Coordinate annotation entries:
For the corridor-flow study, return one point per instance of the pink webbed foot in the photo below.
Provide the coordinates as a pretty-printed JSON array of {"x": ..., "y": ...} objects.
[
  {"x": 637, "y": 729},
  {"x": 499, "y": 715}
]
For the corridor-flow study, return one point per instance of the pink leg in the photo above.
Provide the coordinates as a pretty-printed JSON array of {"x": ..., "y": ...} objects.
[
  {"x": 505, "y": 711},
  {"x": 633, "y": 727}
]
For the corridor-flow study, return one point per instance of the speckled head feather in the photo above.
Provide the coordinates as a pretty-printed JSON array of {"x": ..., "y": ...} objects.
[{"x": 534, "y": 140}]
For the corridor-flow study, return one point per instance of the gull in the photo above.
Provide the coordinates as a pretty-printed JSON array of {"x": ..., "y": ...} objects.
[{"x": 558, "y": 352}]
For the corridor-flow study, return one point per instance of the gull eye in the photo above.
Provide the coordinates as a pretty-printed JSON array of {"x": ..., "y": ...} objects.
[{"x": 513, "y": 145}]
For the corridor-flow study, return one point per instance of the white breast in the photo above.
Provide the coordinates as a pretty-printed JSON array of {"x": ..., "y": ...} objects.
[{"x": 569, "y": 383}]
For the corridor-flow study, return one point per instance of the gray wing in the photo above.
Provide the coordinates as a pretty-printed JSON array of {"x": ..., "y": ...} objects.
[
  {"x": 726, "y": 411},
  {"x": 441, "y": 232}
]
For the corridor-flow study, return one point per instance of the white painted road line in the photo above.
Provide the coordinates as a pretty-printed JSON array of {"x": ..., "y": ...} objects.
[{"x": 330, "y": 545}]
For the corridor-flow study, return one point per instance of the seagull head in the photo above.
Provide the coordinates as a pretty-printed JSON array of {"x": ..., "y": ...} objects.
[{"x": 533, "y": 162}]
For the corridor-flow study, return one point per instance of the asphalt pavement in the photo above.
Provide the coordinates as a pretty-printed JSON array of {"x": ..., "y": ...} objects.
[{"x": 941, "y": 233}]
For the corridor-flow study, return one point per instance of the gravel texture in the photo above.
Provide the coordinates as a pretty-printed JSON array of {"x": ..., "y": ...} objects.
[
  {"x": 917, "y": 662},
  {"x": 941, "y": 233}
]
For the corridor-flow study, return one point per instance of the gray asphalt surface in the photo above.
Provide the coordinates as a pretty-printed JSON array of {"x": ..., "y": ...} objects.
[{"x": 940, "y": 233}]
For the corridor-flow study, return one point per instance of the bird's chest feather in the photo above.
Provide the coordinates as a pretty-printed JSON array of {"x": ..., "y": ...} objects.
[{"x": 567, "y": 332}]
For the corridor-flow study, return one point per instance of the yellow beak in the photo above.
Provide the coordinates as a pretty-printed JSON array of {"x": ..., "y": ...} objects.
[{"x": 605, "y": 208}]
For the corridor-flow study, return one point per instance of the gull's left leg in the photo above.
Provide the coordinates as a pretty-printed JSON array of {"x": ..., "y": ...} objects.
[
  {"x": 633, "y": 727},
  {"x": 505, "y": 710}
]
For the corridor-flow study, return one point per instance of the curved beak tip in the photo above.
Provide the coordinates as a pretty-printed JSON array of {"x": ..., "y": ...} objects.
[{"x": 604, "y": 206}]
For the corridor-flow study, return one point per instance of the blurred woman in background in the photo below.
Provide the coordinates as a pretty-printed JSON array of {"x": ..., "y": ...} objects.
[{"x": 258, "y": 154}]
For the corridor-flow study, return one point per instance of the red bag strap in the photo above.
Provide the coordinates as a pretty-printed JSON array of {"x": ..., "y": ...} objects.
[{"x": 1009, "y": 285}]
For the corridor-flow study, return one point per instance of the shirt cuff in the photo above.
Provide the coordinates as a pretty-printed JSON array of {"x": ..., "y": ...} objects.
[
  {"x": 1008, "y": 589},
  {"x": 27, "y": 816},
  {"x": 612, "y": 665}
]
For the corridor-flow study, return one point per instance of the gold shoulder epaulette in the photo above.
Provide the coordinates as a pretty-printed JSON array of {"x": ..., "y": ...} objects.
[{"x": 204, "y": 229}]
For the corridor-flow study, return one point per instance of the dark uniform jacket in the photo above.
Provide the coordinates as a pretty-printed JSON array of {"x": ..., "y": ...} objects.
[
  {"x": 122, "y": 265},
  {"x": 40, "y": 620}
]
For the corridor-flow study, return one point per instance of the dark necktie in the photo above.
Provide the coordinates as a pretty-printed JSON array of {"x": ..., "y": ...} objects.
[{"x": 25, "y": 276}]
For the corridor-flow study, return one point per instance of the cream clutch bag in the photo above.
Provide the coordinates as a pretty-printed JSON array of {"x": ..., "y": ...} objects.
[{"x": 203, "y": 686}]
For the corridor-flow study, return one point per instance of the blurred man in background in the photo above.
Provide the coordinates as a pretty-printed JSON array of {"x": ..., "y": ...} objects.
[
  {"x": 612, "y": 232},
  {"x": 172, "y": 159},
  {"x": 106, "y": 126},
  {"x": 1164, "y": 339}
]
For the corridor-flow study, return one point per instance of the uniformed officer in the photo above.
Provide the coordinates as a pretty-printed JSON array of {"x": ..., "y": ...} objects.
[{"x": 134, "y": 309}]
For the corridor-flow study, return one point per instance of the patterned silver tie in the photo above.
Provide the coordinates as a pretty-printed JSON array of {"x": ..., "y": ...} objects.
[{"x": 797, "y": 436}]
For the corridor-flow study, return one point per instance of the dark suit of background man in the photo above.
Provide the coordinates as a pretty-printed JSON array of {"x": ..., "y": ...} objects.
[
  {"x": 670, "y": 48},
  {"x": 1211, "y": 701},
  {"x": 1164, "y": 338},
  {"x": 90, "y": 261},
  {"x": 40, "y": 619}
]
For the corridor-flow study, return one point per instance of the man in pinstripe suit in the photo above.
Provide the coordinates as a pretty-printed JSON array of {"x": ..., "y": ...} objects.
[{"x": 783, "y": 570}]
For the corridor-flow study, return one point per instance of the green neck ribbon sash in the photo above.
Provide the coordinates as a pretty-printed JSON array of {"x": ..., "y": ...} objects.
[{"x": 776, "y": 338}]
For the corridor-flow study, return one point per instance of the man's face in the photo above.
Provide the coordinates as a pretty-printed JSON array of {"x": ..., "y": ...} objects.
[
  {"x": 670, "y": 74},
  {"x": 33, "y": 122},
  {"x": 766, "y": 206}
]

Instructions to follow: Set down every line of the listing above again, exactly as given.

Task result:
For the corridor-flow study, return one point per instance of the pink webbed foot in the photo below.
Provide the coordinates as a pretty-printed JSON array of {"x": ..., "y": ...} objects.
[
  {"x": 637, "y": 729},
  {"x": 499, "y": 715}
]
For the corridor-flow study, return one point per instance of the pink leg in the photo above.
Provide the coordinates as a pretty-printed JSON array of {"x": ..., "y": ...} objects.
[
  {"x": 505, "y": 711},
  {"x": 633, "y": 727}
]
For the corridor-flow study, return one point per instance of the speckled head feather in the photo above.
Provide the coordinates as a pretty-printed JSON array of {"x": ..., "y": ...} objects.
[{"x": 534, "y": 140}]
For the corridor-flow study, return one point per instance of the gull in the photo above.
Provide the coordinates as a pretty-printed JSON array of {"x": ..., "y": ...} objects.
[{"x": 558, "y": 352}]
For the corridor-flow study, return one point per instance of the gull eye in the photo above.
Provide the coordinates as a pretty-printed JSON array of {"x": ..., "y": ...} objects.
[{"x": 513, "y": 145}]
For the corridor-flow study, return one point per instance of the white breast in the photo above.
Provide the coordinates as a pretty-printed JSON array of {"x": ..., "y": ...} objects.
[{"x": 569, "y": 383}]
For the corridor-flow study, return one point per instance of the gray wing in the photo above.
Provide the coordinates as a pretty-printed JSON array of {"x": ..., "y": ...} objects.
[
  {"x": 726, "y": 411},
  {"x": 441, "y": 232}
]
For the corridor-flow study, return one point per instance of the white painted road line in the photo above.
Provide the coordinates as a pretty-printed JSON array of {"x": ..., "y": ...} objects.
[{"x": 330, "y": 545}]
For the corridor-flow study, return one point per instance of the seagull head in the photo above.
Provide the coordinates as a pretty-printed JSON array of {"x": ..., "y": ...} objects.
[{"x": 533, "y": 162}]
For the corridor-flow study, return one point per instance of the asphalt pavement in the photo above.
Provide the coordinates as a pretty-printed JSON array of {"x": ..., "y": ...} objects.
[{"x": 941, "y": 233}]
For the corridor-flow study, return one point per instance of the gravel texture in the photo above.
Provide the coordinates as a pretty-printed JSON array of {"x": ..., "y": ...} objects.
[
  {"x": 917, "y": 662},
  {"x": 941, "y": 233}
]
For the corridor-flow study, return one point per instance of the gray asphalt surface in the photo above.
Provide the coordinates as a pretty-printed JSON array of {"x": ..., "y": ...} objects.
[{"x": 940, "y": 233}]
For the corridor-flow study, return one point per instance of the bird's chest feather in the photo above.
Provide the coordinates as a pretty-printed JSON array of {"x": ..., "y": ...} objects.
[{"x": 567, "y": 332}]
For the corridor-flow study, return one point per instance of the yellow beak in the photo above.
Provide the coordinates as a pretty-printed JSON array of {"x": ..., "y": ...} objects.
[{"x": 605, "y": 208}]
For the corridor-flow study, return one point per instance of the gull's left leg in the photo above.
Provide the coordinates as a pretty-printed JSON array of {"x": ..., "y": ...} objects.
[
  {"x": 633, "y": 727},
  {"x": 505, "y": 710}
]
For the corridor-flow study, return one point per instance of the curved beak tip in the photo above.
Provide the coordinates as a pretty-printed JSON array of {"x": ..., "y": ...} objects.
[{"x": 604, "y": 206}]
For the corridor-flow study, return one point per instance of the blurred woman in background in the photo below.
Provide the coordinates as a pretty-printed JSON array of {"x": ..., "y": ...} objects.
[{"x": 258, "y": 154}]
For the corridor-flow study, return one point per instance of the red bag strap in the photo above.
Provide the coordinates as a pretty-printed JSON array of {"x": ..., "y": ...} objects.
[{"x": 1009, "y": 285}]
For the corridor-flow study, return one point per instance of the shirt cuff in the photo above.
Provide the coordinates as a pretty-printed JSON array of {"x": ..., "y": ...} objects.
[
  {"x": 1008, "y": 589},
  {"x": 27, "y": 816},
  {"x": 612, "y": 665}
]
For the corridor-flow study, return one point per instance of the gold shoulder epaulette in the photo above.
Provide the coordinates as a pretty-printed JSON array of {"x": ..., "y": ...} objects.
[{"x": 204, "y": 229}]
For the corridor-flow study, return one point per instance of the dark uniform jacket in the photo above.
Provide the coordinates as a pretty-printed JSON array of {"x": ..., "y": ...} objects.
[
  {"x": 122, "y": 265},
  {"x": 40, "y": 620}
]
For the corridor-flow study, return one point per instance of the dark necktie in the photo above.
Provide the coordinates as a pretty-printed JSON array of {"x": ..., "y": ...} objects.
[{"x": 25, "y": 276}]
For the corridor-flow study, return one point per instance of the cream clutch bag in the photo above.
Provide the coordinates as a pretty-printed JSON array of {"x": ..., "y": ...} objects.
[{"x": 203, "y": 686}]
For the corridor-flow study, return one point per instance of the blurred man in background in the photo above.
Provide the coordinates as a pretty-printed JSON array of {"x": ..., "y": ...} objects.
[
  {"x": 612, "y": 232},
  {"x": 172, "y": 159},
  {"x": 106, "y": 126},
  {"x": 1164, "y": 339}
]
For the corridor-flow study, return one point per instance of the uniformed officer in the photo above.
Provide the coordinates as a pretty-printed JSON array of {"x": ..., "y": ...} objects.
[{"x": 134, "y": 309}]
For the corridor-flow study, return one point per instance of the patterned silver tie in the photo above.
Provide the coordinates as a pretty-printed JSON array of {"x": ..., "y": ...} objects.
[{"x": 797, "y": 436}]
For the corridor-flow study, return one point per instance of the dark suit of background man in the photo above.
Provide the coordinates as a pretty-printed JSON array of {"x": ..., "y": ...} objects.
[
  {"x": 670, "y": 48},
  {"x": 1211, "y": 701},
  {"x": 1164, "y": 338},
  {"x": 90, "y": 261},
  {"x": 40, "y": 619}
]
For the corridor-flow study, return one point per instance of the man in pinstripe suit in the photo above.
Provide the coordinates as a pretty-printed JSON array of {"x": ..., "y": ...} objects.
[{"x": 783, "y": 570}]
For the corridor-flow study, return one point per instance of the green neck ribbon sash in the photo above.
Provide the coordinates as a pretty-printed JSON array of {"x": ..., "y": ...} objects.
[{"x": 776, "y": 338}]
For the corridor-flow study, return one point per instance of the man's face in the photo above.
Provide the coordinates as a pretty-printed JSON array of {"x": ..., "y": ...} objects.
[
  {"x": 670, "y": 74},
  {"x": 33, "y": 122},
  {"x": 766, "y": 206}
]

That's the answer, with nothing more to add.